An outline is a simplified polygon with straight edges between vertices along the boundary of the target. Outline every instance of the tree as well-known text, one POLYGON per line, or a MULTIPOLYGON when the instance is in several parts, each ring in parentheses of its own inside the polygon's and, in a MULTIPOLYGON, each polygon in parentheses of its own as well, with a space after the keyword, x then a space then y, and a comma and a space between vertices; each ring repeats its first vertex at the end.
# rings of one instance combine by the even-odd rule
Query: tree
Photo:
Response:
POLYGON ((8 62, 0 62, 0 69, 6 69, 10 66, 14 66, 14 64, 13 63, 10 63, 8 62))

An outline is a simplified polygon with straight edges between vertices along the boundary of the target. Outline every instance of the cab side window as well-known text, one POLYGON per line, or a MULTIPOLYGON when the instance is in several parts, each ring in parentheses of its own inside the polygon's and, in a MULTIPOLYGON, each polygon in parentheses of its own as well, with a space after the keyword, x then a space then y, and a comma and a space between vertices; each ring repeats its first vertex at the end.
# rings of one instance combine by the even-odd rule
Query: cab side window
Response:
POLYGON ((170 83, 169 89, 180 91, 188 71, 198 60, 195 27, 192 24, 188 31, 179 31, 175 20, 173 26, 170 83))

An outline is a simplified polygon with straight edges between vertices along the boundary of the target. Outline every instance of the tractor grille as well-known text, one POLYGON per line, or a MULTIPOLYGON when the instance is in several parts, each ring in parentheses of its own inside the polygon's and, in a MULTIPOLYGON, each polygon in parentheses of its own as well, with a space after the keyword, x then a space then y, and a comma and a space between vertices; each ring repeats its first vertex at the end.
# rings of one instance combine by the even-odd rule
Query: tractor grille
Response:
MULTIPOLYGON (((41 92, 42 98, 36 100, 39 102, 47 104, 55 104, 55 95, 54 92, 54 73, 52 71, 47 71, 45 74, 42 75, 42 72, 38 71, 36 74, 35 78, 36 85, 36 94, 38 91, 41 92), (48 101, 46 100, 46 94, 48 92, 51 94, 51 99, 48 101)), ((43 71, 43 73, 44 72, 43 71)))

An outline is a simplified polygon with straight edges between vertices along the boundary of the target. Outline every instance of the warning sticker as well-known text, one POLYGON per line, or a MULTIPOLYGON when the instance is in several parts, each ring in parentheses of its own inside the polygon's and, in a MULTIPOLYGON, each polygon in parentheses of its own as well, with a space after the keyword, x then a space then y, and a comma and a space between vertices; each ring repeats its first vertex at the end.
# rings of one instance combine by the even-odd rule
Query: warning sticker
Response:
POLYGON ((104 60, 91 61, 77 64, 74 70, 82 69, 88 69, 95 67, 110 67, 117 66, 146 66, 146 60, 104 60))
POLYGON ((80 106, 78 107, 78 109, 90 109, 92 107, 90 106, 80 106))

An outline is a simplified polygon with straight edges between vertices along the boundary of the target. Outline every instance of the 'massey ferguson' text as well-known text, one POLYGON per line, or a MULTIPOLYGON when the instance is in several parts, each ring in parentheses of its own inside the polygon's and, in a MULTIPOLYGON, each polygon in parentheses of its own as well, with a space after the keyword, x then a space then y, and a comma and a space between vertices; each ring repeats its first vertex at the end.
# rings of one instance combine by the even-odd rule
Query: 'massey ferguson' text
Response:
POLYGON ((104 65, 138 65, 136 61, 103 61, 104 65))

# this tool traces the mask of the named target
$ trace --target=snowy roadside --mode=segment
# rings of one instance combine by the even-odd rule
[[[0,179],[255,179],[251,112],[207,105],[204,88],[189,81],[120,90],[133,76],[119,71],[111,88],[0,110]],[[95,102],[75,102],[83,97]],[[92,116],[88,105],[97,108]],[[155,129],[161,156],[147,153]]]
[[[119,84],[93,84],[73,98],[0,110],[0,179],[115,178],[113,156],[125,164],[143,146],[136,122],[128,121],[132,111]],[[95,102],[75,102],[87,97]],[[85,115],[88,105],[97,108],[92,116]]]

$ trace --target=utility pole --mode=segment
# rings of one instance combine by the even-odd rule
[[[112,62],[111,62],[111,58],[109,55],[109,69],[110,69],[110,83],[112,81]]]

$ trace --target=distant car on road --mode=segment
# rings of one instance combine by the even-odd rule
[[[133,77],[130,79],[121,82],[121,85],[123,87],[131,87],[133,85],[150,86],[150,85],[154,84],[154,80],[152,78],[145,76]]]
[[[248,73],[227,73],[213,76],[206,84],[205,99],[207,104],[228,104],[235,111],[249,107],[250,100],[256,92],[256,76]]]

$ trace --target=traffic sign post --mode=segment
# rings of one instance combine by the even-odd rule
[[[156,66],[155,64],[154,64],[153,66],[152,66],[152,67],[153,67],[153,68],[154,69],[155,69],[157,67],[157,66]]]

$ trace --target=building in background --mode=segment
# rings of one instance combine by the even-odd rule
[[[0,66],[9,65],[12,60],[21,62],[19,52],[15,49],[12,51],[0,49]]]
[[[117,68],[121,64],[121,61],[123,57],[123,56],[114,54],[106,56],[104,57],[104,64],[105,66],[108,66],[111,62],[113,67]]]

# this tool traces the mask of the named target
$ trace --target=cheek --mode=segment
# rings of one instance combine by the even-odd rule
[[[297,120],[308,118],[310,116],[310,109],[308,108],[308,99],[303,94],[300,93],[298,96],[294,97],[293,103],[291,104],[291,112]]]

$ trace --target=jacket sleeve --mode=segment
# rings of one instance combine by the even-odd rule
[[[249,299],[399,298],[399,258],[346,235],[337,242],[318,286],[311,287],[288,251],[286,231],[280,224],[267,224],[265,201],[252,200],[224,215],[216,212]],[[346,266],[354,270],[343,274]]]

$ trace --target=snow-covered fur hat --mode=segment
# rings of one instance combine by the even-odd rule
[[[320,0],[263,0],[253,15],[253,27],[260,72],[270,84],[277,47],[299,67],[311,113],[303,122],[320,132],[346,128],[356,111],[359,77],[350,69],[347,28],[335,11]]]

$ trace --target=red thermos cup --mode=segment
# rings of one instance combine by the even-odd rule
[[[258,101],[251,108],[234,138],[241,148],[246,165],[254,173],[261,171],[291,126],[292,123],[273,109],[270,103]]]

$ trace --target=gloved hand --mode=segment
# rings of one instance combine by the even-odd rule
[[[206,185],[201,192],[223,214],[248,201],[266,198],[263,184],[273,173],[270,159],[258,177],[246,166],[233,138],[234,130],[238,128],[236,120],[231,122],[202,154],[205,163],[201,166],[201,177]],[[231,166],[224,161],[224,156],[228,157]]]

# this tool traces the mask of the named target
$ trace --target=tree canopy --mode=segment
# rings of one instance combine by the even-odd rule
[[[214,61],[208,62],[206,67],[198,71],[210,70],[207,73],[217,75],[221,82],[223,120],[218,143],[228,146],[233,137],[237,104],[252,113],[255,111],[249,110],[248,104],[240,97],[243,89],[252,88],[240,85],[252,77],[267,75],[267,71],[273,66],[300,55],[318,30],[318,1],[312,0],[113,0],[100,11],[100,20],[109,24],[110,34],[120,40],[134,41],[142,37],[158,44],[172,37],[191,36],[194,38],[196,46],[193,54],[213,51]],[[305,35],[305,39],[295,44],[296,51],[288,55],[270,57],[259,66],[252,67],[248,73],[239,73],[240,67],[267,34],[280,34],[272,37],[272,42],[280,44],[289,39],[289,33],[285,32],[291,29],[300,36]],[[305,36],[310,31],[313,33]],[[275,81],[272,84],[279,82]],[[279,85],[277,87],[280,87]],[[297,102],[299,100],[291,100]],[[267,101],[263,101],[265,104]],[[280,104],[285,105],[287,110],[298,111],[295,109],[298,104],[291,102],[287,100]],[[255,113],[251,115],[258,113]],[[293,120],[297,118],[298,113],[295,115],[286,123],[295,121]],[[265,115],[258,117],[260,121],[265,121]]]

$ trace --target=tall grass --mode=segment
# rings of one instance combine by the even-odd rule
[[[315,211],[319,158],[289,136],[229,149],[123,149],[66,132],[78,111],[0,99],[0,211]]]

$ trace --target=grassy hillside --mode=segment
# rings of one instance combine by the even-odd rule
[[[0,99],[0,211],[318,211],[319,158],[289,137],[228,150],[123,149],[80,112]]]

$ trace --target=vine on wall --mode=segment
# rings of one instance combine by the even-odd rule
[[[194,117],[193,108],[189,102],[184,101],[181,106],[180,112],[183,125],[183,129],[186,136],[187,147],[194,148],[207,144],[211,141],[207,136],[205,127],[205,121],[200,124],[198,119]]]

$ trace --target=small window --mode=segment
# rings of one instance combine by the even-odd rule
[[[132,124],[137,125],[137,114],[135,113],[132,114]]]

....

◆ SET EXERCISE ◆
Shift the outline coordinates by adding 61 to every one of them, and write out again the part of the data that opens at its very start and closes with the line containing "POLYGON ((8 62, 0", both ends included and the requests kept as they are.

◆ COMPLETE ANSWER ◆
An outline is a simplified polygon with straight edges between vertices along the boundary of the target. Outline every instance of the tree as well-known text, one POLYGON per line, or a MULTIPOLYGON when the instance is in several parts, each ring in parentheses of its own inside the polygon's and, in a MULTIPOLYGON, each polygon in parentheses of its own as well, with a space after the keyword, x then a space then y, and a comma and a space between vertices; each ring repeats its first vertex at the end.
# rings of one instance combine by the even-odd rule
Query: tree
Photo:
Response:
POLYGON ((69 123, 61 123, 61 130, 67 130, 71 127, 75 127, 75 125, 74 124, 71 124, 69 123))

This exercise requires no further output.